* Extract *
________________________
Washington, DC —  Just one month after a tragic mass shooting that killed ten people in Boulder, Colorado, legislators today introduced three bills that will strengthen background checks, reform a preemption law to allow localities to regulate firearms, and establish an Office of Gun Violence Prevention to promote public education about laws and resources available to help prevent gun violence, as well as authorize a violence intervention grant program. Giffords commended Colorado Senate Majority Leader Steve Fenberg and House Majority Leader Alec Garnett, along with several other lawmakers, for introducing the legislation. 

“Colorado lawmakers understand that when lives are at risk from gun violence, swift action is required,” said Nico Bocour, Government Affairs Director. “The recent horrific mass shooting at the King Soopers in Boulder, Colorado, once again left a community in Colorado devastated. In addition to the tragedy last month, gun violence in the state and across the nation has surged over the past year. The bills being introduced today will help to reduce gun violence in the state and protect Colorado families. We applaud the legislators who are stepping up and demonstrating the courage to act in the face of tragedy.” 

“Colorado families have experienced far too many tragedies from gun violence,” said Whitney Toutenhoofd, steering committee member of Giffords Gun Owners for Safety Colorado chapter. ”As a resident of Boulder and a gun owner, I understand the important role that gun safety laws and responsible gun ownership have in ensuring Colorado families can live without fear of gun violence everyday. We thank Colorado lawmakers for offering these solutions that will make a true difference in saving lives and we stand ready to do all we can to get them passed into law.”

The bills introduced today will:

  • Prohibit people from passing background checks for five years after they have been convicted of certain violent misdemeanors, including hate crimes. 
  • Close the Charleston Loophole by ensuring that people prohibited from possessing firearms are not able to obtain them by default because of an incomplete background check.
________________________
* Extracted data *
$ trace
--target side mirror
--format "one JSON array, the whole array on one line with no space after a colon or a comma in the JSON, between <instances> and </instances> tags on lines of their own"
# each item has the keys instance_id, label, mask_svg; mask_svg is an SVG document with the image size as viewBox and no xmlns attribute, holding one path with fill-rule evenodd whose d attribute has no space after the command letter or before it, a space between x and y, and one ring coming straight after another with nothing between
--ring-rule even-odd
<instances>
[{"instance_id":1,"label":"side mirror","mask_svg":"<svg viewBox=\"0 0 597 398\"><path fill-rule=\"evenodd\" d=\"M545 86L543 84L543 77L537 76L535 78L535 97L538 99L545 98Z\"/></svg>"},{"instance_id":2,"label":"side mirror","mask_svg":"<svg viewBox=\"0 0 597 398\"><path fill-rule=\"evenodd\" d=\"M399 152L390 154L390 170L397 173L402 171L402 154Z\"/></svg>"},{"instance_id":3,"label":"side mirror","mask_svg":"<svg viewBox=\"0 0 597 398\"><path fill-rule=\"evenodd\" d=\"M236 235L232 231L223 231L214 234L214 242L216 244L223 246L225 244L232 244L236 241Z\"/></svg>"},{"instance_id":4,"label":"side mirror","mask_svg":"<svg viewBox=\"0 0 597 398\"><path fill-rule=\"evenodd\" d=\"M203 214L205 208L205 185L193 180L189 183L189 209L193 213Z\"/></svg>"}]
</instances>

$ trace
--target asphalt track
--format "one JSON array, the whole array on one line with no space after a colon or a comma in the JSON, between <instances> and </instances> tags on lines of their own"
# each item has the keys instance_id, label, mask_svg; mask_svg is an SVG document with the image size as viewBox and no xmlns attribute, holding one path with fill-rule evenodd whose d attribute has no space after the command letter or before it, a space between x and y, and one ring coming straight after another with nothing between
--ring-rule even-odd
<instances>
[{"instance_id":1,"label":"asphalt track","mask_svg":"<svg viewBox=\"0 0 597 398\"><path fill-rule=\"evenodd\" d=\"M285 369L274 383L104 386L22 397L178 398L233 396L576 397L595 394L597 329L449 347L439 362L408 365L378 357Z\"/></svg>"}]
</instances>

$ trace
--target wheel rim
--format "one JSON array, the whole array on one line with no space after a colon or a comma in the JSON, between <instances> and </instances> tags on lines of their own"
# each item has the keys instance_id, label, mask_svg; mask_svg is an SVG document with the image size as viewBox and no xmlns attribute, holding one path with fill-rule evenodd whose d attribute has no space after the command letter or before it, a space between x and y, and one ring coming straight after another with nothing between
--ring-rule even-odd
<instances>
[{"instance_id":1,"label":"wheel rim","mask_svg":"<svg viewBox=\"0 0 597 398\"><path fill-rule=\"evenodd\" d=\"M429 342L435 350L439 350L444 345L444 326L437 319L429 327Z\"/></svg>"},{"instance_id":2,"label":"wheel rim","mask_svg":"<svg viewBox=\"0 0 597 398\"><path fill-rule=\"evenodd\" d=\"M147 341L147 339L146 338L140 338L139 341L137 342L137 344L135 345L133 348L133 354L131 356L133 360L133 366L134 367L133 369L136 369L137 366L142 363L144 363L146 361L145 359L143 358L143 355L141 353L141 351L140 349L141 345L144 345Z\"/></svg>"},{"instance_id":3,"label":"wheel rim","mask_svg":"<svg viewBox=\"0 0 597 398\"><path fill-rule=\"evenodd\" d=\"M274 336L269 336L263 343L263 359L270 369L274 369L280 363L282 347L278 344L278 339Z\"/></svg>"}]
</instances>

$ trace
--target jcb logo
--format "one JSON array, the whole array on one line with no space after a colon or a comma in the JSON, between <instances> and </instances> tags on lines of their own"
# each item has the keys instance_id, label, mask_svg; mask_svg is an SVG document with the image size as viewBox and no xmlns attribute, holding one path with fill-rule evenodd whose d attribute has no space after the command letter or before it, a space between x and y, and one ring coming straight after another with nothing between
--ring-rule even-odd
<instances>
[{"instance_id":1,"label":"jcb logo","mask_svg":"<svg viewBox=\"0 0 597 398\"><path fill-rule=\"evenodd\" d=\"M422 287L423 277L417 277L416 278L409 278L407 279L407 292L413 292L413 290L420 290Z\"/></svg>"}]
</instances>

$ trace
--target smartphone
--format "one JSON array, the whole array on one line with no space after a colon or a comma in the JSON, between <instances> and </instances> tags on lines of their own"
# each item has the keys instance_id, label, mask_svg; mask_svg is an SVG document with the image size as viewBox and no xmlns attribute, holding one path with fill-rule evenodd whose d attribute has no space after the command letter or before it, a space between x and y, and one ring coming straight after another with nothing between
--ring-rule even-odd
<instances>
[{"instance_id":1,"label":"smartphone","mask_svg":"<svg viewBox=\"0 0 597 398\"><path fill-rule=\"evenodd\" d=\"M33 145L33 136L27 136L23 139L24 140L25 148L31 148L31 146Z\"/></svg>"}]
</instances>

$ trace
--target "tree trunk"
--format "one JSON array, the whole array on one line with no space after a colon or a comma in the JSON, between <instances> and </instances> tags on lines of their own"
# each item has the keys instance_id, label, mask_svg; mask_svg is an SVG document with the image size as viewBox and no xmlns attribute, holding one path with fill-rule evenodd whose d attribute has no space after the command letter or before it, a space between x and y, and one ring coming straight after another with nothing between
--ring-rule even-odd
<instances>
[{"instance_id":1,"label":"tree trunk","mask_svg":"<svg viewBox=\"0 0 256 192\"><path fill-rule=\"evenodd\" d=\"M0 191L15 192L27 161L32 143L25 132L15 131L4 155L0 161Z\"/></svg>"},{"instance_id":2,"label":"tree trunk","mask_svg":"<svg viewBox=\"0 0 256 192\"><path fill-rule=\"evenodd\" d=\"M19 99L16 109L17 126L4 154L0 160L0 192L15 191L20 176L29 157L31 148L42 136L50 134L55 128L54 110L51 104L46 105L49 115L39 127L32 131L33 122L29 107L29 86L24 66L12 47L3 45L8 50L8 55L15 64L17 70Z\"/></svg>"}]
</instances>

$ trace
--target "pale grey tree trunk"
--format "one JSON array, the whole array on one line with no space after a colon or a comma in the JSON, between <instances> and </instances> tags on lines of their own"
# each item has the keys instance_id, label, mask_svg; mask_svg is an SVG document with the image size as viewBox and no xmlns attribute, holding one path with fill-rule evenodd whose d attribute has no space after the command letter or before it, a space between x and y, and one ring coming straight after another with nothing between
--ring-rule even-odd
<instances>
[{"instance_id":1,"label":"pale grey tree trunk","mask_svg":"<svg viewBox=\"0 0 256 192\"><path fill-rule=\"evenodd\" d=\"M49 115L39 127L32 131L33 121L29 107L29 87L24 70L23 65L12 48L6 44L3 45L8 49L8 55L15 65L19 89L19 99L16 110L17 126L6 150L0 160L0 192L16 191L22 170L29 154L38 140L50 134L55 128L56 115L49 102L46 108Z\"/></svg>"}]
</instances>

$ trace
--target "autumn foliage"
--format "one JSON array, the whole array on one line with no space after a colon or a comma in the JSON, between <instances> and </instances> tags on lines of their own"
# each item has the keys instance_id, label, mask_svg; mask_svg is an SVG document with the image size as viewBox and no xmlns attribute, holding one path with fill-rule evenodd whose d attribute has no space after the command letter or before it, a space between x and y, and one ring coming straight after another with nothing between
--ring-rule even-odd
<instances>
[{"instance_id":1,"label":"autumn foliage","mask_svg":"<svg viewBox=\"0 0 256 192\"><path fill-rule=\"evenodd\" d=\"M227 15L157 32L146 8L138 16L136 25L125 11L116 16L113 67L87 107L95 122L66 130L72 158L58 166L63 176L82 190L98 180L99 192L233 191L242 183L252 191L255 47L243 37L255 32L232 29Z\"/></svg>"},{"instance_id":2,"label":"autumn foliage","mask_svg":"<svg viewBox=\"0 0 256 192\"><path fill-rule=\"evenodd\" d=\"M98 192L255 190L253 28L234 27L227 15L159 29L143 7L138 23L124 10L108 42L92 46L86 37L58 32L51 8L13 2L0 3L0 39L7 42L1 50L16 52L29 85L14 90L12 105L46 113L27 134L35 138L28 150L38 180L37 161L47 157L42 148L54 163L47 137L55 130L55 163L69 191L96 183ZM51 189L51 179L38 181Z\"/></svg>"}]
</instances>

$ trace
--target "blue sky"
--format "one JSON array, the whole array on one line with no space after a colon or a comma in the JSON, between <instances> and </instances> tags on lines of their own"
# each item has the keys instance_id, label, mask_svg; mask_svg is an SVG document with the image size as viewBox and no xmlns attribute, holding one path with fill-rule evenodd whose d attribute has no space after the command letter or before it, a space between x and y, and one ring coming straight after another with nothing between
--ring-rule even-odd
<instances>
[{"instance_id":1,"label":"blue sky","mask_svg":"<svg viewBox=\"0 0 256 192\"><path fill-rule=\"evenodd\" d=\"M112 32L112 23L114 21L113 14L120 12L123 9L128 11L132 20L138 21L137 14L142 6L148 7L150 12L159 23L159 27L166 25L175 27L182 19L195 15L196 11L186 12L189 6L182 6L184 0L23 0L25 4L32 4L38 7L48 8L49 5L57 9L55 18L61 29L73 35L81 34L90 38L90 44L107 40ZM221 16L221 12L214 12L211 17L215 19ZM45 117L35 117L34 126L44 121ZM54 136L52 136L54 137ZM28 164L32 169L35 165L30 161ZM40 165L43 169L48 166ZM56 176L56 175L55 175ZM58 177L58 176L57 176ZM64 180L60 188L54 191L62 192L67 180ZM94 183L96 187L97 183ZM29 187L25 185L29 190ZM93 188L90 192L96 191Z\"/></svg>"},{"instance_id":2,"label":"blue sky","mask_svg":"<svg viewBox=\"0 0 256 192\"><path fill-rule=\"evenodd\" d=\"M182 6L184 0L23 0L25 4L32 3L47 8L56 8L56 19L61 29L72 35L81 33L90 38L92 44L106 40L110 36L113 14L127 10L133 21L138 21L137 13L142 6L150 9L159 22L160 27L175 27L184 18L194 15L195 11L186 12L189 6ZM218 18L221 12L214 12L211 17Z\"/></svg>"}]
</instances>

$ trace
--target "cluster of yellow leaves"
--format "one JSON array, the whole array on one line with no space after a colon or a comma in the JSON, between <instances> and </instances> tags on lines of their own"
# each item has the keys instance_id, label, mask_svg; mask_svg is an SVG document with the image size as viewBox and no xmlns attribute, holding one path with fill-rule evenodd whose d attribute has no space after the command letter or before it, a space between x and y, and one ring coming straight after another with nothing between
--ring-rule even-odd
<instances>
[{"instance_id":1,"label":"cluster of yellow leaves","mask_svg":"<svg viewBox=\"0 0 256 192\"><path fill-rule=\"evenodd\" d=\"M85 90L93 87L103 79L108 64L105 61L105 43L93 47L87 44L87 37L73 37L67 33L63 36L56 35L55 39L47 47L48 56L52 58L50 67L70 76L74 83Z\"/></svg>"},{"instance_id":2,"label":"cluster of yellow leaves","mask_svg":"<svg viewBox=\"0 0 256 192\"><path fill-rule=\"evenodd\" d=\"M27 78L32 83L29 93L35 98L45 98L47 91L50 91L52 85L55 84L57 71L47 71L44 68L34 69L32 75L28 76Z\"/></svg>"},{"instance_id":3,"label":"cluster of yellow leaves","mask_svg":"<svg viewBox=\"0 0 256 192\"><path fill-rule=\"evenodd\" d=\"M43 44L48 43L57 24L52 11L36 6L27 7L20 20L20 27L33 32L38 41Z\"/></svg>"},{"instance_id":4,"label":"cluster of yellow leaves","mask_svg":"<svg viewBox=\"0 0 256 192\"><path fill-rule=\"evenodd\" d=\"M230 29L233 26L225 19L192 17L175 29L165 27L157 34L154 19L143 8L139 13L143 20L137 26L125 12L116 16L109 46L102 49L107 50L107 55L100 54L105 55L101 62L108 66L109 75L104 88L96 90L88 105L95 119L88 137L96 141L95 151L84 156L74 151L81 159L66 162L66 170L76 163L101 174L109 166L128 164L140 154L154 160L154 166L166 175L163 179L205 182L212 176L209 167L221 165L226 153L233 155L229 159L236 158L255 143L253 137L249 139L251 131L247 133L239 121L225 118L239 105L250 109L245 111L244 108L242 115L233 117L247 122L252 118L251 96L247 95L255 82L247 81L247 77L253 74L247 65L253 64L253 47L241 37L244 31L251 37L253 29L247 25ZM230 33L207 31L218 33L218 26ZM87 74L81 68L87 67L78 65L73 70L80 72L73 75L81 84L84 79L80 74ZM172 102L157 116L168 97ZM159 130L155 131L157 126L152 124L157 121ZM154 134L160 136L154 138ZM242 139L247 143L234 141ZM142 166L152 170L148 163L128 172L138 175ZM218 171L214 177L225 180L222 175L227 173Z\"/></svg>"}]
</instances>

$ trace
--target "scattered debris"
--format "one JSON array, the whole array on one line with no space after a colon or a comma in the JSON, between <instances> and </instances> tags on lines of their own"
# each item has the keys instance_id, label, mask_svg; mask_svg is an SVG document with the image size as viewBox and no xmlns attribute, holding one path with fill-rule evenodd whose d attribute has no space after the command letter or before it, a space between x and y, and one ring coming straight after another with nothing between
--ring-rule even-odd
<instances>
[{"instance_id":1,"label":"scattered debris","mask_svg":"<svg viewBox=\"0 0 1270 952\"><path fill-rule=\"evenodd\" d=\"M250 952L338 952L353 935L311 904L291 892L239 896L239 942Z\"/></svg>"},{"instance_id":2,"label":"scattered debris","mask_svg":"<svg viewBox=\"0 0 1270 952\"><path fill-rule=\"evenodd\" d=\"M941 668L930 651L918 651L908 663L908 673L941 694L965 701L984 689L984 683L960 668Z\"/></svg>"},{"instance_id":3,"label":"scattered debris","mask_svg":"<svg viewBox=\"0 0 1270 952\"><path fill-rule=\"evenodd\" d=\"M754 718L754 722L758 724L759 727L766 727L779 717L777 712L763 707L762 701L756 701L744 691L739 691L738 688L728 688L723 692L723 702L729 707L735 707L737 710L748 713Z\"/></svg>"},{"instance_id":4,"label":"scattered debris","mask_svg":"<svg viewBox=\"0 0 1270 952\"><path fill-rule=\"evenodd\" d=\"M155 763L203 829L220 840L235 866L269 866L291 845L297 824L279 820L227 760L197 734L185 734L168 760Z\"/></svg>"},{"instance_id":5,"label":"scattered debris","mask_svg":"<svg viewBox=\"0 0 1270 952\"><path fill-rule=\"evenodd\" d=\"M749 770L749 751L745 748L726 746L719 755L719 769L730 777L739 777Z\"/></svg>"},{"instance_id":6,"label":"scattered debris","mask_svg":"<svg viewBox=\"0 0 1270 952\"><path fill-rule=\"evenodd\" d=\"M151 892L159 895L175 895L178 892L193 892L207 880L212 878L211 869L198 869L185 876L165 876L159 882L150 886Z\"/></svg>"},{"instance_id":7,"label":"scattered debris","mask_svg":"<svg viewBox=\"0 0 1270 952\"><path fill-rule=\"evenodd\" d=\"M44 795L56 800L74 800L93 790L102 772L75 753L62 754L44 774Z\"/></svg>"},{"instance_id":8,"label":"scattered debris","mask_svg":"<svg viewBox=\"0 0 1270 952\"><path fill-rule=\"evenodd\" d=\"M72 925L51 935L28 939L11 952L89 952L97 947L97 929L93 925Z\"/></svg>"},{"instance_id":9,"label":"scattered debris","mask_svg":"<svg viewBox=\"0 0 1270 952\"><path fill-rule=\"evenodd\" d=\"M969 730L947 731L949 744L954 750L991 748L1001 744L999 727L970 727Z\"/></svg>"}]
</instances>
________________________
* Exercise directions *
From the Colorado gun bills announcement, reproduce word for word the passage starting with "Washington, DC —  Just" and going on through "introducing the legislation.". The records have nothing to do with the Colorado gun bills announcement.

* Task answer *
Washington, DC —  Just one month after a tragic mass shooting that killed ten people in Boulder, Colorado, legislators today introduced three bills that will strengthen background checks, reform a preemption law to allow localities to regulate firearms, and establish an Office of Gun Violence Prevention to promote public education about laws and resources available to help prevent gun violence, as well as authorize a violence intervention grant program. Giffords commended Colorado Senate Majority Leader Steve Fenberg and House Majority Leader Alec Garnett, along with several other lawmakers, for introducing the legislation.